------ ENTRIES SHOWN ------

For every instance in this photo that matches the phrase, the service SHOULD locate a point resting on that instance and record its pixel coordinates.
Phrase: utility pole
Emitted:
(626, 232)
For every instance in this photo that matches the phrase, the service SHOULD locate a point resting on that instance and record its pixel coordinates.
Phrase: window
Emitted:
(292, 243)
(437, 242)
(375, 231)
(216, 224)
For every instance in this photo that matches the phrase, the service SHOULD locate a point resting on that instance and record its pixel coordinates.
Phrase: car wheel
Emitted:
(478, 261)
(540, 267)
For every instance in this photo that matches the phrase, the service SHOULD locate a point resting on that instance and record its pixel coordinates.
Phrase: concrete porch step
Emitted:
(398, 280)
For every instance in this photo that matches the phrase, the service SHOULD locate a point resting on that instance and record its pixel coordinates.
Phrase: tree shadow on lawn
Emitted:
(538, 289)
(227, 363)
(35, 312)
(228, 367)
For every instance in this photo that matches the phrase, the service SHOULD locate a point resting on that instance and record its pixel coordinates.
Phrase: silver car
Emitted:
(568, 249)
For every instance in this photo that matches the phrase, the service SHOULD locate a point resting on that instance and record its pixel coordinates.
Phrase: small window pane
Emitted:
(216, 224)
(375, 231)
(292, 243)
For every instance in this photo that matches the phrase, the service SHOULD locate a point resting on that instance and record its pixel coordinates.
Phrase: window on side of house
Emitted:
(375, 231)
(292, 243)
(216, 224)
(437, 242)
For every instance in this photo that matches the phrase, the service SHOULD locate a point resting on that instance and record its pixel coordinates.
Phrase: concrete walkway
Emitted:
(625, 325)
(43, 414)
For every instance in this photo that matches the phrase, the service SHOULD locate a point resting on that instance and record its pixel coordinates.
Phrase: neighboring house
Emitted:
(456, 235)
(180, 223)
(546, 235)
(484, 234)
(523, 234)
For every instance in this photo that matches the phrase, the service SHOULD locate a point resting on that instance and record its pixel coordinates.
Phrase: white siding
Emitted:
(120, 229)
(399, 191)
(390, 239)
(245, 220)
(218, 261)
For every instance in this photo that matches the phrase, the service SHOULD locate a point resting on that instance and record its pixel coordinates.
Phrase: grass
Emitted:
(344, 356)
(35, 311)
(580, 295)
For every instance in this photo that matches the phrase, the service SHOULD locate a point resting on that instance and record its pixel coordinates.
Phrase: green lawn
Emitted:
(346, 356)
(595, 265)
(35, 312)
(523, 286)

------

Would you write out all of the data again, unchanged?

For every instance in this photo that matches the phrase, the service SHOULD locate a point resting on that instance and record its pixel coordinates.
Phrase: utility pole
Emitted:
(626, 232)
For every instance in this photo that matches the phrase, the service SHOULD locate a point resting on that instance and record its pixel coordinates.
Phrase: window
Emitted:
(292, 243)
(437, 242)
(375, 231)
(216, 224)
For every instance in this photo that matches the phrase, the service SHOULD locate a point resting on that instance and record its pixel coordinates.
Phrase: car wheel
Emitted:
(478, 261)
(540, 267)
For every instance in this photo that matches the phrase, the service SHOULD locate a point resting on that instance and record its pixel coordinates.
Phrase: concrete porch step
Emitted:
(398, 280)
For every instance in this photo that matches the phrase, the service SHOULD locate a point resting on that instance and record its pixel coordinates.
Phrase: tree shadow on lawn
Emitted:
(538, 289)
(227, 363)
(35, 312)
(228, 367)
For every instance in this photo that matches the phrase, the service SHOULD locate a point resting on that instance and record its pixel coordinates.
Phrase: silver car
Emitted:
(568, 249)
For every instance in this photo that matches the phrase, the service SHOULD locate a point resting on that instance and record its pixel coordinates.
Phrase: small window pane
Emitted:
(216, 224)
(375, 231)
(292, 243)
For every instance in this photo that matches the phrase, the service SHOULD locate a point resting on that instance and record its pixel coordinates.
Phrase: window on side of house
Emitted:
(375, 231)
(292, 243)
(216, 224)
(437, 242)
For every instance in this photo that matches the phrase, the service SHOULD locate a point resting on that instance and record its pixel coordinates.
Phrase: concrete walkway
Emitted:
(625, 325)
(43, 414)
For every instance in this photo that matches the phrase, the service SHOULD locate a point resting on that instance and record its pixel coordinates.
Phrase: neighboring house
Emitted:
(456, 235)
(180, 223)
(546, 235)
(484, 234)
(523, 234)
For every instance in this photo that matches the phrase, the service SHOULD locate a point resting on that instance and record its pixel coordinates.
Phrase: white siding
Emitted:
(120, 229)
(399, 191)
(390, 239)
(245, 220)
(218, 261)
For every instance in this photo that matches the phrase, the service SHOULD locate a point resting on that instance and record its pixel coordinates.
Phrase: grass
Emitted:
(344, 356)
(35, 311)
(580, 295)
For every instance in this photo that matches the phrase, the service SHOULD locate a point resting on that instance and record its pixel coordinates.
Phrase: green lawn
Emitted:
(346, 356)
(595, 265)
(35, 312)
(523, 286)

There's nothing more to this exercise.